=== Problem statement ===
Render every entry exactly as it appears.

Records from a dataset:
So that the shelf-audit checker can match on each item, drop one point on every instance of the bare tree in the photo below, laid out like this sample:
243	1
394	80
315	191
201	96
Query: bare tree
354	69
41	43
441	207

=== Solved exercise ===
So that the shelf-audit checker can match on each item, drop one point on every instance of the bare tree in the photo below, laid out like this sample:
243	1
394	80
315	191
201	96
Query: bare tree
354	69
41	43
441	207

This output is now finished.